* Start RECORDS FOR THE TASK *

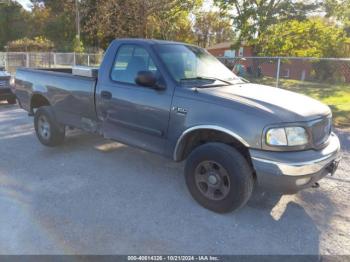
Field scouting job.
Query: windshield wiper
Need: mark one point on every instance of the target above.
(205, 78)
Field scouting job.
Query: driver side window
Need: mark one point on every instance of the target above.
(130, 60)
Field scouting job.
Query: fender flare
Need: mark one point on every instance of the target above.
(207, 127)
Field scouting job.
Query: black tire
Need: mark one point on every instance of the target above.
(11, 101)
(56, 132)
(236, 182)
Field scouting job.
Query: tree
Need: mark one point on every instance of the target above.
(110, 19)
(340, 10)
(38, 44)
(252, 17)
(55, 19)
(211, 27)
(315, 37)
(78, 45)
(13, 22)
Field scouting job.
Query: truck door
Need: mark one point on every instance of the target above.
(133, 114)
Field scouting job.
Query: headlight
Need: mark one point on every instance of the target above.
(288, 136)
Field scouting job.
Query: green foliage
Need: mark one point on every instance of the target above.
(55, 19)
(40, 43)
(340, 10)
(13, 23)
(211, 27)
(78, 45)
(253, 17)
(310, 38)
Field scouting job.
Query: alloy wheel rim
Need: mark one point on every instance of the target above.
(212, 180)
(44, 127)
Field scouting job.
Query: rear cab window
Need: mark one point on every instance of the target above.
(130, 60)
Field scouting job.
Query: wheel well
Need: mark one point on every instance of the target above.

* End RECORDS FOR THE TASK *

Pictures in the records above should not be copied. Repeat everything else exactly.

**EXPECTED ANSWER:**
Field scouting job.
Query: windshield wiper
Need: mark one point on every instance of the target above.
(205, 78)
Field scouting job.
Query: driver side window
Need: mark one point on every instance of the target above.
(130, 60)
Field scouting job.
Query: fender flare
Need: mark one point on every instance of the target above.
(207, 127)
Field scouting job.
Query: black tire
Need: mark one point on every instance of the target above.
(11, 101)
(56, 132)
(236, 182)
Field scouting job.
Query: tree
Need: mark one point on every instance of the target above.
(110, 19)
(340, 10)
(38, 44)
(252, 17)
(55, 19)
(211, 27)
(315, 37)
(78, 45)
(13, 22)
Field scouting job.
Query: truck door
Need: mark one point on every instance of the target above.
(133, 114)
Field scouting job.
Query: headlight
Need: mark one point on every instance of the target above.
(288, 136)
Field scouting job.
Query: green foliage
Need: mark one point on every instance of the target above.
(55, 19)
(40, 43)
(340, 10)
(13, 23)
(211, 27)
(78, 45)
(253, 17)
(310, 38)
Field scouting job.
Query: alloy wheel rim
Need: mark one point on every instance of the target above.
(212, 180)
(44, 127)
Field scouting job.
Query: rear cab window
Need: mark one point on every instance of the target above.
(130, 60)
Field scouting job.
Query: wheel well
Need: mark one point on every instance of the target above.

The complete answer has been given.